#### [EXERCISE]
Please extract each line in the data below that contains the word "rowing".

§

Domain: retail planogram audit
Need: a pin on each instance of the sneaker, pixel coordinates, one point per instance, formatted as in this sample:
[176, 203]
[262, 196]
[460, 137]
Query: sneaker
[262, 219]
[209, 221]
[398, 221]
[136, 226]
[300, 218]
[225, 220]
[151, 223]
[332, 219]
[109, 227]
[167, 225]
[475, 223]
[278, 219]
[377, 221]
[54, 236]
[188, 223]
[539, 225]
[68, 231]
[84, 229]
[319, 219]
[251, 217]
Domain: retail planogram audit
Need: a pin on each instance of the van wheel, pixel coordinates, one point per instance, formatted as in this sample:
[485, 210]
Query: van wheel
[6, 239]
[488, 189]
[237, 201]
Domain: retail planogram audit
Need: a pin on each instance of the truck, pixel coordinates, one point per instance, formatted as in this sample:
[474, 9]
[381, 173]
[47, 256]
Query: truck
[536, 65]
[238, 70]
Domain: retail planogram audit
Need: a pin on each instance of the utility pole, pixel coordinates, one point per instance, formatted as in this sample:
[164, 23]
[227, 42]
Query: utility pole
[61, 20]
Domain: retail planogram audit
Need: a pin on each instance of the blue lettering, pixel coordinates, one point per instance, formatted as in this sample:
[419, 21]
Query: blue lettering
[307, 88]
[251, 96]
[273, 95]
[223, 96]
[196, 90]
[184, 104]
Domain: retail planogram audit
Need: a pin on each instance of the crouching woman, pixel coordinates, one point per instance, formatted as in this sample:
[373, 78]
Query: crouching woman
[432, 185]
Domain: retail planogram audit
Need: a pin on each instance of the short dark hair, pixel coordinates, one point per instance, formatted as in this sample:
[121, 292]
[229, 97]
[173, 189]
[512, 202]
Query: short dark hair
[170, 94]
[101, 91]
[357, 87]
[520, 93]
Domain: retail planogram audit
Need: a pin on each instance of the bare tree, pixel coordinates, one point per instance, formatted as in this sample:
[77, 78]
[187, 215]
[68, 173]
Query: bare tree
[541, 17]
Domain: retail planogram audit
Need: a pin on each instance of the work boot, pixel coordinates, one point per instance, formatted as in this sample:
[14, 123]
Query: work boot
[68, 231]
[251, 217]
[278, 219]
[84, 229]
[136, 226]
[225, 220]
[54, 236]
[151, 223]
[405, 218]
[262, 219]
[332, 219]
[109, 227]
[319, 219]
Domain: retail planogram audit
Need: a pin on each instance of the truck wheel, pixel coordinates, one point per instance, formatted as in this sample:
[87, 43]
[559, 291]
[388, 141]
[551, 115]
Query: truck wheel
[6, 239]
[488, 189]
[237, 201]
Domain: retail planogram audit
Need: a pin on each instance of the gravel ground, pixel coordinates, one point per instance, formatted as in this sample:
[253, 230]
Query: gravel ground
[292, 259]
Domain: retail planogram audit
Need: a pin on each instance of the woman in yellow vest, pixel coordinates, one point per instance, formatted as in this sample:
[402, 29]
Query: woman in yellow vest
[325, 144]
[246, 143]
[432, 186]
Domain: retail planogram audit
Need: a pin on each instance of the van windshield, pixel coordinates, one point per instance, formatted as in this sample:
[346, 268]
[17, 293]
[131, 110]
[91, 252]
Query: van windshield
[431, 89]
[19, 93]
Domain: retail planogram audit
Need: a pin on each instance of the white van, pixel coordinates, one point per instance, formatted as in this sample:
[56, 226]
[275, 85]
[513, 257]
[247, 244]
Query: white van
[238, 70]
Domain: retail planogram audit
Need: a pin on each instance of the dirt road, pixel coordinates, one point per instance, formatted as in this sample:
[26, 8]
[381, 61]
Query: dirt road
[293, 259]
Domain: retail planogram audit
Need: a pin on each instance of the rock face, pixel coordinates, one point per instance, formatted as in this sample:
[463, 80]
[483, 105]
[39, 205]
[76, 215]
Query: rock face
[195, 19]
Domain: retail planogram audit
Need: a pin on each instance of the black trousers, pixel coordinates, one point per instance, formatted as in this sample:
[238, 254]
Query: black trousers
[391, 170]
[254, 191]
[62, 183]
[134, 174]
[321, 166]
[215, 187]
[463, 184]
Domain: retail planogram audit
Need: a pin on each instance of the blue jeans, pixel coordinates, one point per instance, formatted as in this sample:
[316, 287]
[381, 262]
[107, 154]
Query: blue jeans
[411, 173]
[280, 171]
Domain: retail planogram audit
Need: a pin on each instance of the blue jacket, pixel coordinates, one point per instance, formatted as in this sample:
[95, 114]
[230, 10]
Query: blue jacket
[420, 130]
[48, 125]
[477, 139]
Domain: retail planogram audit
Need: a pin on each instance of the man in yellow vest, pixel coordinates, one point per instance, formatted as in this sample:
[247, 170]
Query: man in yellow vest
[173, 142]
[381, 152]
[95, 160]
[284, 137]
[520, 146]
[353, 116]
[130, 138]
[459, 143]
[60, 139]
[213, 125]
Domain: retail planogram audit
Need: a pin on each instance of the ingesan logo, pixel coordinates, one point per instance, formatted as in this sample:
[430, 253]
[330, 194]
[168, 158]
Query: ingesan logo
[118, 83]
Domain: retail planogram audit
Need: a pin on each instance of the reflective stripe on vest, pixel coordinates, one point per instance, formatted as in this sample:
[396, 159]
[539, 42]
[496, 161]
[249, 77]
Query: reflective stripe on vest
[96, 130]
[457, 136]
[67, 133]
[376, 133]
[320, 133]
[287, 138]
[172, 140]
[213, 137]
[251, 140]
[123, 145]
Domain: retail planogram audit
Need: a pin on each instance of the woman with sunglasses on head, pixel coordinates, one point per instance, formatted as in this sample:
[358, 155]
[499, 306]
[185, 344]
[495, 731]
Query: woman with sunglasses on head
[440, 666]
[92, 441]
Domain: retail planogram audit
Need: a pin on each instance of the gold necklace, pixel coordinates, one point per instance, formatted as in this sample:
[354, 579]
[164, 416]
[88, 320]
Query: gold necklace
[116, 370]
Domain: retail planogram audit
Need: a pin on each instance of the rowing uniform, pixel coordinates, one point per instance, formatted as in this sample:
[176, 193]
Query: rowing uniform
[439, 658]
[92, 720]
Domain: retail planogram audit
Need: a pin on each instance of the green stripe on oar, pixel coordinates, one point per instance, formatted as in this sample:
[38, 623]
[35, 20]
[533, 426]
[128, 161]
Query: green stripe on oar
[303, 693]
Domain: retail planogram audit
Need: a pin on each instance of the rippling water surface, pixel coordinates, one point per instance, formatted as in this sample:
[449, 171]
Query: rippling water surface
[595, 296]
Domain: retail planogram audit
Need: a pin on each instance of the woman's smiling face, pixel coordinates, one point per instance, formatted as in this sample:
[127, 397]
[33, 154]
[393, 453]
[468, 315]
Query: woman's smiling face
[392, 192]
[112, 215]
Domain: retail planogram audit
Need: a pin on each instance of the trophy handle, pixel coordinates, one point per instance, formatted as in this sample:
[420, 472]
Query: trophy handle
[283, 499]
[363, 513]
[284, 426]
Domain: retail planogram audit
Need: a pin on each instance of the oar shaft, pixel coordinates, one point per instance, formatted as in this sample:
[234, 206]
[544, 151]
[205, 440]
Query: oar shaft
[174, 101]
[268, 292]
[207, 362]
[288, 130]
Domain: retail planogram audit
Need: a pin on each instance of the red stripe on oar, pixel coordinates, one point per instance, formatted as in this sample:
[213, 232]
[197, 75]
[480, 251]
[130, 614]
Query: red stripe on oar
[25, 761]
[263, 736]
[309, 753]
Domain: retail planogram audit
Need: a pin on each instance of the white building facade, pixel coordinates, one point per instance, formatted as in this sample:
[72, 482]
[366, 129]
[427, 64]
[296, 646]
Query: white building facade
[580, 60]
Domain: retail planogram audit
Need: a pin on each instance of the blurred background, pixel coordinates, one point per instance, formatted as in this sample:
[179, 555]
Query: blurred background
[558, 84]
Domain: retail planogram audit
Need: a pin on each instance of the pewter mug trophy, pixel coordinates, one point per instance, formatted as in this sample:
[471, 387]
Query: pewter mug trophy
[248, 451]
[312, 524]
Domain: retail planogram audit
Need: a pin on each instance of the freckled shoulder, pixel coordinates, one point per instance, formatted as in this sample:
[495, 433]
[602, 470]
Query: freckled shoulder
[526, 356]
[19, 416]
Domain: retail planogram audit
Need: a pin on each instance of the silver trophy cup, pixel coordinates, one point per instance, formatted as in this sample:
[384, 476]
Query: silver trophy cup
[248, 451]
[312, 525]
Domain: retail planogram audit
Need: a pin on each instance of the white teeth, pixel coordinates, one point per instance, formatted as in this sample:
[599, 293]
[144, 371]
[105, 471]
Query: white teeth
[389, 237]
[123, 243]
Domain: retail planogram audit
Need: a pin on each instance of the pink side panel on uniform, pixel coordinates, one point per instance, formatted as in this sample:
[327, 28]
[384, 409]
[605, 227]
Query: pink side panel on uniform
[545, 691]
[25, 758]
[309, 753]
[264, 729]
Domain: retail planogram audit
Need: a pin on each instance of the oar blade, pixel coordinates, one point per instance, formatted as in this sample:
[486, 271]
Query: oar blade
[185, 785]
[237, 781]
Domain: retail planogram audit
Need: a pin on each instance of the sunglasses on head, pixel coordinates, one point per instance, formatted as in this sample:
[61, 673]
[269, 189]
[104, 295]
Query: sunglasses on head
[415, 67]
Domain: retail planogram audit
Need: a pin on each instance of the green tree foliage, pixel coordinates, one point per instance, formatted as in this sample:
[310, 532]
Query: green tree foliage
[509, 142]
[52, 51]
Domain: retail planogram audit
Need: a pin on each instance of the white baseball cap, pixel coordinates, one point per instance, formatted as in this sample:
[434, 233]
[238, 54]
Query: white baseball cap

§

#### [RESPONSE FOR THIS EXERCISE]
Need: a pin on each instance of the rowing uniform, pixel coordinates, one point per instance, formatted as in this sample:
Query: rowing uniform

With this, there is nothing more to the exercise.